GOAL OF THE EXERCISE:
From the first entry to the last, repeat them all exactly.

· · · · ·

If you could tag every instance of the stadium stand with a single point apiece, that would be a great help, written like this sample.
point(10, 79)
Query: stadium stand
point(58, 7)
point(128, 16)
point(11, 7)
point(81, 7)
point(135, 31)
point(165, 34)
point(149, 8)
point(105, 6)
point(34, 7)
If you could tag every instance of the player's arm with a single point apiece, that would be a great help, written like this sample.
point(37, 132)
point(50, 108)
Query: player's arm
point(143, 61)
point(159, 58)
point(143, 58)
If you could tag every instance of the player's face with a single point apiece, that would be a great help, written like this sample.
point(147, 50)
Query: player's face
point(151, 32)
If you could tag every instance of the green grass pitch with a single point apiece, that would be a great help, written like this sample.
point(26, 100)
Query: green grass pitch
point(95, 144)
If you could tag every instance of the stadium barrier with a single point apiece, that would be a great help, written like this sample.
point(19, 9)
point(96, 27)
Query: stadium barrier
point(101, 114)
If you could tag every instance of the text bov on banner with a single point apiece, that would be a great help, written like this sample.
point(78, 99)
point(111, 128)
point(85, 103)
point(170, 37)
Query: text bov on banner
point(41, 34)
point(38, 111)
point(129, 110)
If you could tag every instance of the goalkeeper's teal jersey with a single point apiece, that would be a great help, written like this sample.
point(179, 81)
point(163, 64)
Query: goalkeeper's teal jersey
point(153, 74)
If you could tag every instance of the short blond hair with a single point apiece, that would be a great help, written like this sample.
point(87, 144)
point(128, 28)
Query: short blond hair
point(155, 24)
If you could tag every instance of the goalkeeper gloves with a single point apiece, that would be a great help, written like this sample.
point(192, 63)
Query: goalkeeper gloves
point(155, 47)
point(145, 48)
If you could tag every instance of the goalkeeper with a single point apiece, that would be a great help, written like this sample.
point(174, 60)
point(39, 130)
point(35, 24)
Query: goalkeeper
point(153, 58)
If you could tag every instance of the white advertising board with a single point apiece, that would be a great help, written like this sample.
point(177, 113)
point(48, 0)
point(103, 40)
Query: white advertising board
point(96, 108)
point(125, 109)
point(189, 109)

· · · · ·

EXERCISE RESULT:
If you could tag every instance of the stadium stand with a single point apiece, that would be a great help, written like this sample.
point(10, 79)
Query: stadium stand
point(58, 7)
point(128, 16)
point(11, 7)
point(81, 7)
point(135, 31)
point(165, 34)
point(149, 8)
point(105, 6)
point(34, 7)
If you could tag every instance of the player's arm with a single point apiece, that would be a great help, written like this sample.
point(37, 132)
point(50, 108)
Query: player's arm
point(143, 61)
point(159, 58)
point(143, 58)
If you could tag every instance of the player's face with a single point apiece, that would be a great help, written like this sample.
point(147, 50)
Query: player's face
point(151, 32)
If you could tag every instance of the green grass pitch with a single point apiece, that would be a great help, written like this sample.
point(26, 100)
Query: green grass pitch
point(95, 144)
If you could tag every instance of the stadium barrier with a single point apiece, that would be a great help, written like this sample.
point(19, 9)
point(96, 27)
Query: stadium barrier
point(101, 114)
If you could tag every instance of the text bov on banner with a single point apiece, that would be a great help, written like this sample.
point(78, 99)
point(111, 128)
point(85, 103)
point(170, 37)
Query: text bov on banner
point(41, 34)
point(38, 111)
point(129, 110)
If you could tag every instance of the goalkeeper's teal jersey with a single point apiece, that would be a great help, written like this sample.
point(179, 81)
point(163, 64)
Query: goalkeeper's teal jersey
point(153, 74)
If you could tag every instance of the short blond hair with a single point apiece, that would be a great help, written like this sample.
point(87, 144)
point(128, 28)
Query: short blond hair
point(155, 24)
If you could tag every instance of the goalkeeper gloves with a single point apiece, that would be a great help, written like this sample.
point(192, 63)
Query: goalkeeper gloves
point(155, 47)
point(145, 48)
If you could tag every instance of the goalkeeper with a single point apiece, that would be a great help, written like this sample.
point(174, 60)
point(39, 130)
point(35, 24)
Query: goalkeeper
point(153, 58)
If you could tag every instance of the white advertising board with a single point apiece, that would be a great help, written like this sample.
point(177, 113)
point(48, 0)
point(103, 40)
Query: white advertising board
point(96, 108)
point(125, 109)
point(189, 109)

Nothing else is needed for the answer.